## WHAT TO DO
Write out every entry again exactly as it stands.

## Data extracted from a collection
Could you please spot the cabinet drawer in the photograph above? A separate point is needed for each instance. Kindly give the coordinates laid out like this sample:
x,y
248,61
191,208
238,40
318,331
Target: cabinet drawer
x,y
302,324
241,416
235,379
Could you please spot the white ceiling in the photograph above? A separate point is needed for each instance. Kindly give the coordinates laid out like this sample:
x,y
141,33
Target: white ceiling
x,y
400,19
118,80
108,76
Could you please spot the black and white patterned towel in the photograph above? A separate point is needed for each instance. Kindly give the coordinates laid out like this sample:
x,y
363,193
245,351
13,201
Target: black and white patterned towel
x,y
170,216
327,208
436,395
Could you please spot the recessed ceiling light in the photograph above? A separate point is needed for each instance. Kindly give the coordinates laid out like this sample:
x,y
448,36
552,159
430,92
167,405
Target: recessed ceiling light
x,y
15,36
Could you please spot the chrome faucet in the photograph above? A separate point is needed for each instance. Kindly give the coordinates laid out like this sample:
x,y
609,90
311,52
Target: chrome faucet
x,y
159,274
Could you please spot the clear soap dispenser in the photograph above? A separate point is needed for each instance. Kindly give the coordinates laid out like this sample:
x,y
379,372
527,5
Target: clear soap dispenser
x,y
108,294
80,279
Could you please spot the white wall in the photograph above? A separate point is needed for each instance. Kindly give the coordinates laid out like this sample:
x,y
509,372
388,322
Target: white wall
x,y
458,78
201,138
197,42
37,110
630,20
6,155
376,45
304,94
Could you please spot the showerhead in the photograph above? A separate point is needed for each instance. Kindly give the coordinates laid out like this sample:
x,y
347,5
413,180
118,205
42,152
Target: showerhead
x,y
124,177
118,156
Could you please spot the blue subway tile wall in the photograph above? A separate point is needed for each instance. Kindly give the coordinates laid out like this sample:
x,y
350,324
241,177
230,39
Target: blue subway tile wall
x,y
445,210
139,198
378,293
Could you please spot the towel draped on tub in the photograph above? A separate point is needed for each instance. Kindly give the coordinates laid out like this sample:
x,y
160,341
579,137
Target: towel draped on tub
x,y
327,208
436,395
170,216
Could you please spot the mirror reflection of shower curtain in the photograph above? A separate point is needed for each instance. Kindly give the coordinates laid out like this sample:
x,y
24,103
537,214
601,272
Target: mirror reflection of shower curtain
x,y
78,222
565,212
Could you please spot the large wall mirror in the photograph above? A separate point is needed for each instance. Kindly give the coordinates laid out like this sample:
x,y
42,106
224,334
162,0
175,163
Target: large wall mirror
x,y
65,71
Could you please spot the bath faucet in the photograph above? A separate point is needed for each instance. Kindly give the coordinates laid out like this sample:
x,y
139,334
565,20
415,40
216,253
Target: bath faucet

## SOLUTION TO THIS EXERCISE
Could you please spot the cabinet drawer in the photograph above? A separate point is needed for each instance. Kindly give the coordinates laid out like this sample:
x,y
248,61
191,208
238,40
318,331
Target: cabinet drawer
x,y
302,324
241,416
235,379
Could you please spot the white ceiling in the photograph above? A separate point is needed for each instance. Kindly give the coordinates laid out like this sample:
x,y
141,33
Target: white ceiling
x,y
400,19
118,80
108,76
Could you please spot the black and white patterned towel in the photograph above? A separate point is needed for each instance. Kindly give the coordinates laid out like this sample:
x,y
363,193
245,351
13,201
Target: black and white patterned towel
x,y
170,216
327,208
436,395
Could you please spot the recessed ceiling light in the photograph above? A separate point is needed for each instance. Kindly give the coordinates laid out like this sample:
x,y
448,36
552,159
430,92
167,405
Target: recessed ceiling light
x,y
15,36
Could you please spot the chrome faucet in the photograph above? A separate point is needed for each instance. Kindly give the coordinates laid out like this sample:
x,y
609,90
311,52
Target: chrome faucet
x,y
159,274
Could you please spot the clear soap dispenser in the photograph above? A separate point is needed for each instance. Kindly give the coordinates laid out like this sample:
x,y
379,372
527,5
Target: clear soap dispenser
x,y
108,294
80,279
Could you please spot the white wall in the photograph above? A separate point is needed for each instance. Kindly give the coordinates laid out like this sample:
x,y
509,372
388,322
Target: white wall
x,y
458,78
201,138
197,42
37,110
630,20
6,155
376,45
304,94
Could you please spot the showerhead in the photograph above? A separate point is needed for each instance. Kindly give the coordinates laid out like this sample:
x,y
347,5
413,180
118,205
42,152
Target: showerhead
x,y
124,177
118,156
Could you please spot the blue subway tile wall in the photograph above? A separate point is needed for each instance. Kindly give the coordinates laid out like this sample:
x,y
350,324
241,177
230,39
Target: blue subway tile wall
x,y
445,210
139,198
378,293
Could you please spot the towel draped on tub in the photograph above? A separate point is needed for each instance. Kindly give the coordinates laid out like this sample:
x,y
160,341
579,137
Target: towel draped on tub
x,y
327,208
436,395
170,216
Could you please spot the mirror reflection of shower curtain in the photograph above? A separate point is needed for each instance. Kindly give the coordinates laid out like this sample:
x,y
24,103
537,214
601,272
Target: mirror reflection of shower curtain
x,y
78,222
565,212
Could you please spot the large wall mirror in the photograph above? A separate point is needed for each instance. Kindly give the coordinates laid out like this sample:
x,y
42,106
224,334
162,0
175,163
Target: large wall mirror
x,y
65,71
Could you please spot the bath faucet in the photograph above? A separate point is needed for each instance. Kindly give the coordinates laid out like this sample:
x,y
139,334
565,20
415,40
216,253
Target: bath faucet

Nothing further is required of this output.